EXERCISE DIRECTIONS:
Copy the post on lean thinking in healthcare word for word in its entirety.

*** Opening GIVEN PASSAGE ***

Sunday, March 27, 2011

Lean Thinking in Healthcare

Use these comments on Lean Management in Your Term Paper/ Final Paper
I found the topic of lean management to be really fascinating, and think that there are many areas where this sort of efficiency thinking could be put to work.
I think that while we sing the praises of the TPS it is important to remember the Toyota recall problem that occurred in 2009-2010. Ultimately, the NTHSA found that Toyota didn’t have a manufacturing issue with their electronic throttles, but rather Toyota had a problem with lack of transparency and admitting there was a problem with their floor mats and steering columns (You can read press release here http://www.nhtsa.gov/PR/DOT-216-10) While lean thinking and the TPS may produce manufacturing efficiencies, when we are pursuing quality we may sometimes miss the mark, and organizations need to be able to admit when they have failed.

*** Closing GIVEN PASSAGE ***
*** Opening DATASET RECORDS ***

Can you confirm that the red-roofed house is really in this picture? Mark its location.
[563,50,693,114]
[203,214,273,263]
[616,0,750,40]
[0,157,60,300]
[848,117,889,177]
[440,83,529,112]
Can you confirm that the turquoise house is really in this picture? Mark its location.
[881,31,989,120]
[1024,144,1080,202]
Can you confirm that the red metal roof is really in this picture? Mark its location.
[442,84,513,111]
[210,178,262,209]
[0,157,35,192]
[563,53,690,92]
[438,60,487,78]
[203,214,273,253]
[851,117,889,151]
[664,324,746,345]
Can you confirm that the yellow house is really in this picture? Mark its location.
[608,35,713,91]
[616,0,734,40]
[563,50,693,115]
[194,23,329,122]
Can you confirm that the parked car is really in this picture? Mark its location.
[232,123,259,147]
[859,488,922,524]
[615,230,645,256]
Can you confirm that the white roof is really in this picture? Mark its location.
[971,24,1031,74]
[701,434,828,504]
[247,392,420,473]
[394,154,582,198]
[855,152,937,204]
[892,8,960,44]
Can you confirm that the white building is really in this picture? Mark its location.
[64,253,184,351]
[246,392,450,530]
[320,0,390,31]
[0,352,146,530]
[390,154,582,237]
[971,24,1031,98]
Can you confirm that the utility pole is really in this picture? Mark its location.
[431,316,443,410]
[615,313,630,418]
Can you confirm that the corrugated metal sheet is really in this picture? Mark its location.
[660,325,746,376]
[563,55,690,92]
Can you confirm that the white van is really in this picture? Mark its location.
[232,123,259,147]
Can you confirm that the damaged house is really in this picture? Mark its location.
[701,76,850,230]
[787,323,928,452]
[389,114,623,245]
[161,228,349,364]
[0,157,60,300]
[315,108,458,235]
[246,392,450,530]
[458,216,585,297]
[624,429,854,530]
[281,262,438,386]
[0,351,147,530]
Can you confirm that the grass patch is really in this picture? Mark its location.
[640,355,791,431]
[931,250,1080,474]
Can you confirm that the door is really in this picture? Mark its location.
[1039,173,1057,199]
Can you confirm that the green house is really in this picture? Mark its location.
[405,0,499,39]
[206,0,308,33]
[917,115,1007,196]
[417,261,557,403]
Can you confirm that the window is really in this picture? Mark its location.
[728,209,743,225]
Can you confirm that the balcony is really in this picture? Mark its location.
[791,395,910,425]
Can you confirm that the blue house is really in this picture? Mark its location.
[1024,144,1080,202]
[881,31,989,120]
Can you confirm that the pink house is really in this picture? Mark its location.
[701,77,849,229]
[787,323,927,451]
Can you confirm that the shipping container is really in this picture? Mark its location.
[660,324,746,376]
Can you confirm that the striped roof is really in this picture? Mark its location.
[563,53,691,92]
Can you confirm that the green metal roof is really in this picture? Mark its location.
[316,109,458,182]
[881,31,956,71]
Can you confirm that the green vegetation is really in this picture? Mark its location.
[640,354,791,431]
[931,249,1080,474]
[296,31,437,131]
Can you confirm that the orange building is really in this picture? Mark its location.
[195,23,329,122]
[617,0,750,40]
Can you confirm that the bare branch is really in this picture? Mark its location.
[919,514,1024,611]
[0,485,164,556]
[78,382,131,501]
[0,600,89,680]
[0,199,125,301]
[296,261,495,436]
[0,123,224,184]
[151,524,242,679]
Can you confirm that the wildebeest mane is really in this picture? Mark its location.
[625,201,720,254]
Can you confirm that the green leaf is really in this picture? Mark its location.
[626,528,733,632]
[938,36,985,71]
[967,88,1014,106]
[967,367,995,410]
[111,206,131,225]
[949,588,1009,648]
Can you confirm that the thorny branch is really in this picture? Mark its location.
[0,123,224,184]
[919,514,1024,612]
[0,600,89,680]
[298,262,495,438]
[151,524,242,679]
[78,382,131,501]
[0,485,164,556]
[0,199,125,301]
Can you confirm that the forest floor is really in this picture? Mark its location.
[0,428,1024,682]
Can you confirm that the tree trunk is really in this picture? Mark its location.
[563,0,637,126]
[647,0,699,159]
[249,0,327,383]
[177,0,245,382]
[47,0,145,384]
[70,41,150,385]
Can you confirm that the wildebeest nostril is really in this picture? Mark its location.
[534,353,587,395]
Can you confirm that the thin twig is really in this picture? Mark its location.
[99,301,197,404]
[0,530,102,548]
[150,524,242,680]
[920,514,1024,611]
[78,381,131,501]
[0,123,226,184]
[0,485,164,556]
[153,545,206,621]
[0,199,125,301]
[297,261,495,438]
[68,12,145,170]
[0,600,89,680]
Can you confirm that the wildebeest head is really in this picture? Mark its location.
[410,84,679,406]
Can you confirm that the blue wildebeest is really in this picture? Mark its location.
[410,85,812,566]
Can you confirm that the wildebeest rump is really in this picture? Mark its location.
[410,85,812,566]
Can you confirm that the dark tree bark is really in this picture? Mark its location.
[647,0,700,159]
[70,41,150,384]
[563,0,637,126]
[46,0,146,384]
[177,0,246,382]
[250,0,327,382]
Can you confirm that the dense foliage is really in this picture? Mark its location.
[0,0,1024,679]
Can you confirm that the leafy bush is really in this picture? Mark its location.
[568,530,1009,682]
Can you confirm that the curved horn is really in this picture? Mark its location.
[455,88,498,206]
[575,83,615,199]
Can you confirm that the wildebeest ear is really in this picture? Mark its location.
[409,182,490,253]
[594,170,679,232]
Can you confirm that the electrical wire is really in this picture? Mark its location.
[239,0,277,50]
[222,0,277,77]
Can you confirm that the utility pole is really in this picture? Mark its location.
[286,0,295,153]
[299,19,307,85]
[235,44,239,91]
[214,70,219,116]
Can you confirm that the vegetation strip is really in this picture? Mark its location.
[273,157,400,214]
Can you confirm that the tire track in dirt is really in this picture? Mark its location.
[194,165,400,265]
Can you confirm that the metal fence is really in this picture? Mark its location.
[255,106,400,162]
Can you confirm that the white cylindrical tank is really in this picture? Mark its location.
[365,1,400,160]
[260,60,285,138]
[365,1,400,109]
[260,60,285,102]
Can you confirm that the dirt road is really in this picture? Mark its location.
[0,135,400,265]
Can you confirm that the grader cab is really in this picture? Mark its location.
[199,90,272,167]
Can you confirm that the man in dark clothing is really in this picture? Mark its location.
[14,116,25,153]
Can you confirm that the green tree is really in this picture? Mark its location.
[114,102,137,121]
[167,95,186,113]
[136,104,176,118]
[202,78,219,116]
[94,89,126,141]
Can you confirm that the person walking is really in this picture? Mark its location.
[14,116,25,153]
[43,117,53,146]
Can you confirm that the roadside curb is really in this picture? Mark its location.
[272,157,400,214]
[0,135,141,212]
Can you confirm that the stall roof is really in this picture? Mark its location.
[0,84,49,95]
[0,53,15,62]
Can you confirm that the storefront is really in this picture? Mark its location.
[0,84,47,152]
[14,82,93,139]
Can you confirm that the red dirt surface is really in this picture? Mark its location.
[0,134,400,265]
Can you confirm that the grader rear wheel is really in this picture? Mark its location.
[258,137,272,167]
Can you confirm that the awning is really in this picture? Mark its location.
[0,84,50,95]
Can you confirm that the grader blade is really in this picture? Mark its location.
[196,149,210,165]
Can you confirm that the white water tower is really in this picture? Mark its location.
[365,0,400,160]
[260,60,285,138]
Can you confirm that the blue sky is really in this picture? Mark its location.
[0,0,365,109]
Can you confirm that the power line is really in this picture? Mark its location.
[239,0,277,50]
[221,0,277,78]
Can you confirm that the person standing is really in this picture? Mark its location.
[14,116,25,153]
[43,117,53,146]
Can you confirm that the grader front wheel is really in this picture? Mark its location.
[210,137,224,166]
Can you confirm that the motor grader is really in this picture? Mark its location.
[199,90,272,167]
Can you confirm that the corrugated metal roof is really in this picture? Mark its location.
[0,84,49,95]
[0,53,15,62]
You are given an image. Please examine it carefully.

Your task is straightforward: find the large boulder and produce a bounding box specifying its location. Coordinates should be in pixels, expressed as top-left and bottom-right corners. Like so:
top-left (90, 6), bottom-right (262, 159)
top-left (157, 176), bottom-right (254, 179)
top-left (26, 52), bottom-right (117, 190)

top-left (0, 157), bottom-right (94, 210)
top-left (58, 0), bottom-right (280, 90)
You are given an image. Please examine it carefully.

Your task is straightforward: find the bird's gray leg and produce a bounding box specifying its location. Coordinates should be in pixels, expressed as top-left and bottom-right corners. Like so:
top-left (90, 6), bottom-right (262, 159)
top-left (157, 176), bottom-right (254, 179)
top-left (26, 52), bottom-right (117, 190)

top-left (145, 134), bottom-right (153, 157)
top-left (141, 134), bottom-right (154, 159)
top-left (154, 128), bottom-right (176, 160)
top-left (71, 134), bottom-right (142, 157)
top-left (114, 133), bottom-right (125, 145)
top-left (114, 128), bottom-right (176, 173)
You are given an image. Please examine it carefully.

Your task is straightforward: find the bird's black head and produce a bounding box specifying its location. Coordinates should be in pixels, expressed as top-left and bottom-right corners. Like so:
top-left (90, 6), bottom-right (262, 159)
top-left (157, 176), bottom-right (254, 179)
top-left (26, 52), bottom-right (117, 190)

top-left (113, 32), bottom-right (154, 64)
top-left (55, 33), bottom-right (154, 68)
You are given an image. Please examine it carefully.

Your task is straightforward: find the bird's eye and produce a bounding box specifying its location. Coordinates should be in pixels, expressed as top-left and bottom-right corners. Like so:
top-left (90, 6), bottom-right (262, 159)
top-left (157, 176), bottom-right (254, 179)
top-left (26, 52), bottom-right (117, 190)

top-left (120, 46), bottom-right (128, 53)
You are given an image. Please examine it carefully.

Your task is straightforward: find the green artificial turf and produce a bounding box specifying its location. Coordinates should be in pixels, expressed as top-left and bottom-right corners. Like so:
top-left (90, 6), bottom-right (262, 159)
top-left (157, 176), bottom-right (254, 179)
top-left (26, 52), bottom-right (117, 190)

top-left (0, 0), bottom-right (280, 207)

*** Closing DATASET RECORDS ***

YOUR RESPONSE:
Sunday, March 27, 2011

Lean Thinking in Healthcare

Use these comments on Lean Management in Your Term Paper/ Final Paper
I found the topic of lean management to be really fascinating, and think that there are many areas where this sort of efficiency thinking could be put to work.
I think that while we sing the praises of the TPS it is important to remember the Toyota recall problem that occurred in 2009-2010. Ultimately, the NTHSA found that Toyota didn’t have a manufacturing issue with their electronic throttles, but rather Toyota had a problem with lack of transparency and admitting there was a problem with their floor mats and steering columns (You can read press release here http://www.nhtsa.gov/PR/DOT-216-10) While lean thinking and the TPS may produce manufacturing efficiencies, when we are pursuing quality we may sometimes miss the mark, and organizations need to be able to admit when they have failed.